-- BEGIN ROWS --
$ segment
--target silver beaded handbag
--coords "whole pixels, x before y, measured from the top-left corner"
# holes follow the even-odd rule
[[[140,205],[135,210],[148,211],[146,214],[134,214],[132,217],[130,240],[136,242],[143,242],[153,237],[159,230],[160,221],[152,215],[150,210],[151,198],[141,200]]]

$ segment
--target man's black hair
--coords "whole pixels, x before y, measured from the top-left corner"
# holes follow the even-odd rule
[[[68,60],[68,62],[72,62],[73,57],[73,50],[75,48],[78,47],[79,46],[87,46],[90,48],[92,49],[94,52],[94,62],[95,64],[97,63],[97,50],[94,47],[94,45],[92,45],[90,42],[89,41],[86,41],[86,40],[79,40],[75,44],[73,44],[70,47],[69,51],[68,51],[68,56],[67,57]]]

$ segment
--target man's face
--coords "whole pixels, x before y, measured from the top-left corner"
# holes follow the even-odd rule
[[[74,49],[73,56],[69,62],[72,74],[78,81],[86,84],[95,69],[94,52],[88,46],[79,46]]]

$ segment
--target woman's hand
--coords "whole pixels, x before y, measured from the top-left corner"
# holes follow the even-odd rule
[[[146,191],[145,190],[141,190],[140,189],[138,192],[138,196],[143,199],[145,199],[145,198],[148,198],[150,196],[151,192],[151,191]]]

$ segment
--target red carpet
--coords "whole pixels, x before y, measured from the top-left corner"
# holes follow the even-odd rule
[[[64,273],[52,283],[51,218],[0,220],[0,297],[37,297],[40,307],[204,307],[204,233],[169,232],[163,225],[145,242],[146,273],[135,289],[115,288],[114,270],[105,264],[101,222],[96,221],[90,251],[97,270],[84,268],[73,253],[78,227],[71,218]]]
-- END ROWS --
TASK DETAILS:
Pull out each record as written and restate it exactly.

OUTPUT FOR THIS EXERCISE:
$ segment
--target silver beaded handbag
--coords "whole pixels, x before y, measured from the top-left corner"
# holes follow the even-odd rule
[[[140,205],[135,210],[148,211],[146,214],[134,214],[132,217],[130,240],[136,242],[143,242],[153,237],[159,230],[160,221],[152,215],[150,210],[151,198],[141,200]]]

$ segment
--target man's black hair
--coords "whole pixels, x before y, measured from the top-left corner"
# holes follow the even-odd rule
[[[68,60],[68,62],[72,62],[73,57],[73,50],[75,48],[78,47],[79,46],[87,46],[90,48],[92,49],[94,52],[94,62],[95,64],[97,63],[97,50],[94,47],[94,45],[92,45],[90,42],[89,41],[86,41],[86,40],[79,40],[75,44],[73,44],[70,47],[69,51],[68,51],[68,56],[67,57]]]

$ segment
--target man's face
--coords "whole pixels, x before y, measured from the top-left corner"
# holes follow the even-odd rule
[[[74,49],[73,56],[69,62],[72,74],[78,81],[86,84],[95,69],[94,52],[88,46],[79,46]]]

$ segment
--target woman's hand
--coords "whole pixels, x before y, measured from the top-left corner"
# holes follow the even-odd rule
[[[146,191],[145,190],[141,190],[140,189],[138,192],[138,196],[143,199],[145,199],[145,198],[148,198],[150,196],[151,192],[151,191]]]

$ segment
--target red carpet
--coords "whole pixels, x before y, measured from the top-left corner"
# holes follow the even-odd rule
[[[64,273],[52,283],[51,218],[0,220],[0,297],[37,297],[40,307],[204,307],[204,233],[169,232],[163,225],[145,242],[146,273],[135,289],[115,288],[114,270],[105,264],[101,222],[96,221],[90,251],[97,270],[84,268],[73,253],[78,227],[71,218]]]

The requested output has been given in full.